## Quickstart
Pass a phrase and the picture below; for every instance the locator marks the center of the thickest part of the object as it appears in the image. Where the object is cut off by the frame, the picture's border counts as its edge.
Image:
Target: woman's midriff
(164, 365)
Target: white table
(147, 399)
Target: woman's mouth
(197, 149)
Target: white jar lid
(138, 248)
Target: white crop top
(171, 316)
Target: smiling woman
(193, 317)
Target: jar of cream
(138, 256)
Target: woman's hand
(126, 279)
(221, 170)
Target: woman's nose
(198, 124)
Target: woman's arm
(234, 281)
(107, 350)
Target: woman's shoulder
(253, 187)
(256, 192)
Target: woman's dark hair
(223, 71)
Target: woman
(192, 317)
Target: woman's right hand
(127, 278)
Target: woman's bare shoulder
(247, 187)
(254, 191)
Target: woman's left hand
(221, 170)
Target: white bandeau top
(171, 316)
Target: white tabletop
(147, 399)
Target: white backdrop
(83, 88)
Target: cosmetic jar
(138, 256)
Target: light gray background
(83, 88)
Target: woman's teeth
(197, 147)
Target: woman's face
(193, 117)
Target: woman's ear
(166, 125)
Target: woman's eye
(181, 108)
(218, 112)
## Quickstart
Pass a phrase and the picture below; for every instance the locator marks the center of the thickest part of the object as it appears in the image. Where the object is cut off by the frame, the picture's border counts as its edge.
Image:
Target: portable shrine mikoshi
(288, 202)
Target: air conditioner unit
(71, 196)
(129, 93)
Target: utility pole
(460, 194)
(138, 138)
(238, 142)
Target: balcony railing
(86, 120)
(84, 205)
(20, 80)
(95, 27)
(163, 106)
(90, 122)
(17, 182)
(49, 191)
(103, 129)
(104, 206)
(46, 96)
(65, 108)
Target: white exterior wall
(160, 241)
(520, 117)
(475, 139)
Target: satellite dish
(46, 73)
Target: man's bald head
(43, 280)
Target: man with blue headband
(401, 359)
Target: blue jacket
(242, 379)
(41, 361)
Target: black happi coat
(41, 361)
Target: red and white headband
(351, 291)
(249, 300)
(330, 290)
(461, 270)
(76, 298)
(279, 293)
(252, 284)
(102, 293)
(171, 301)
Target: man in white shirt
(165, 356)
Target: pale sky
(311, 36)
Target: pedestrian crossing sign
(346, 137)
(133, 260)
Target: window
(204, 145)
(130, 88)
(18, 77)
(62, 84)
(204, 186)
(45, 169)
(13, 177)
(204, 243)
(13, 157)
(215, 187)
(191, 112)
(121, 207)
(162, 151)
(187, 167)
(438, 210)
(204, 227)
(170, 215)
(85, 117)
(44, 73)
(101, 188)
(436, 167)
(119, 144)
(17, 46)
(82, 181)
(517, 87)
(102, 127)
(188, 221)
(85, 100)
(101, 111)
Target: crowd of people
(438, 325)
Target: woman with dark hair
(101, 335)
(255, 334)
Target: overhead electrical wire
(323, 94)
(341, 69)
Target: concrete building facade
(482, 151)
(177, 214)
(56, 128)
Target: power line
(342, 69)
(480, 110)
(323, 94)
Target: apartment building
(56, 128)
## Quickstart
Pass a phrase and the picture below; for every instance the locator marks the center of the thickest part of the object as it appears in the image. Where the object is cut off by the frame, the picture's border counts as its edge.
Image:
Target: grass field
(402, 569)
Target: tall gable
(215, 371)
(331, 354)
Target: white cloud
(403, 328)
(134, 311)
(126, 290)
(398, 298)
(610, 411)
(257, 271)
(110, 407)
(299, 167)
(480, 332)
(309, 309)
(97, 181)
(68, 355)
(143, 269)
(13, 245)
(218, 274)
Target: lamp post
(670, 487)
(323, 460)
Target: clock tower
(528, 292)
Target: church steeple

= = =

• **YOUR ASSIGNMENT**
Set the data down again in full. Keep it exact.

• **TASK SOLUTION**
## Quickstart
Pass a phrase and the picture below; for every instance the locator marks the center of the thickest part of the object as it appears in the image. Where the object is cut off by the frame, the picture's border counts as its edge.
Image:
Target: woman's midriff
(164, 365)
Target: white table
(147, 399)
Target: woman's mouth
(197, 149)
Target: white jar lid
(138, 248)
Target: white crop top
(171, 316)
Target: smiling woman
(193, 317)
Target: jar of cream
(138, 256)
Target: woman's hand
(126, 279)
(221, 170)
Target: woman's nose
(198, 124)
Target: woman's arm
(234, 281)
(107, 350)
Target: woman's shoulder
(253, 187)
(256, 192)
Target: woman's dark hair
(223, 71)
Target: woman
(192, 317)
Target: woman's right hand
(127, 278)
Target: woman's bare shoulder
(247, 187)
(254, 191)
Target: woman's left hand
(221, 170)
Target: white bandeau top
(171, 316)
Target: white tabletop
(147, 399)
Target: white backdrop
(83, 88)
Target: cosmetic jar
(138, 256)
Target: light gray background
(83, 88)
Target: woman's teeth
(197, 147)
Target: woman's face
(193, 117)
Target: woman's ear
(166, 125)
Target: woman's eye
(181, 108)
(218, 112)
## Quickstart
Pass a phrase and the picture below; for every instance the locator marks the center of the thickest part of the object as it appears in the image. Where the object is cut off by the frame, the picture's border counts as its edge.
Image:
Target: portable shrine mikoshi
(288, 202)
Target: air conditioner unit
(71, 196)
(129, 93)
Target: utility pole
(460, 194)
(138, 138)
(238, 142)
Target: balcony railing
(86, 120)
(84, 205)
(20, 80)
(95, 27)
(163, 106)
(90, 122)
(17, 182)
(49, 191)
(103, 129)
(104, 206)
(46, 96)
(65, 108)
Target: white exterior wall
(160, 241)
(520, 117)
(475, 139)
Target: satellite dish
(46, 73)
Target: man's bald head
(43, 280)
Target: man with blue headband
(401, 359)
Target: blue jacket
(242, 379)
(41, 361)
Target: black happi coat
(41, 361)
Target: red and white headband
(351, 291)
(249, 300)
(330, 290)
(461, 270)
(76, 298)
(279, 293)
(252, 284)
(102, 293)
(171, 301)
Target: man in white shirt
(165, 356)
Target: pale sky
(311, 36)
Target: pedestrian crossing sign
(346, 137)
(133, 260)
Target: window
(204, 145)
(130, 88)
(18, 77)
(62, 84)
(204, 186)
(45, 169)
(13, 177)
(204, 243)
(13, 157)
(215, 187)
(191, 112)
(121, 207)
(162, 151)
(187, 167)
(438, 210)
(204, 227)
(170, 215)
(85, 117)
(44, 73)
(101, 188)
(436, 167)
(119, 144)
(17, 46)
(82, 181)
(517, 87)
(102, 127)
(188, 221)
(85, 100)
(101, 111)
Target: crowd of people
(438, 325)
Target: woman with dark hair
(101, 335)
(255, 334)
Target: overhead electrical wire
(323, 94)
(341, 69)
Target: concrete building facade
(482, 151)
(177, 214)
(56, 128)
Target: power line
(342, 69)
(480, 110)
(323, 94)
Target: apartment building
(56, 128)
## Quickstart
Pass a phrase and the picture below; for every instance the locator marks the center of the thickest part of the object as it appears in the image. Where the object is cut off by the frame, the picture's border counts as its edge.
Image:
Target: grass field
(402, 569)
Target: tall gable
(215, 371)
(331, 354)
Target: white cloud
(403, 328)
(134, 311)
(126, 290)
(398, 298)
(610, 411)
(257, 271)
(110, 407)
(299, 167)
(480, 332)
(309, 309)
(97, 181)
(68, 355)
(143, 269)
(13, 245)
(218, 274)
Target: lamp post
(670, 487)
(323, 460)
Target: clock tower
(528, 292)
Target: church steeple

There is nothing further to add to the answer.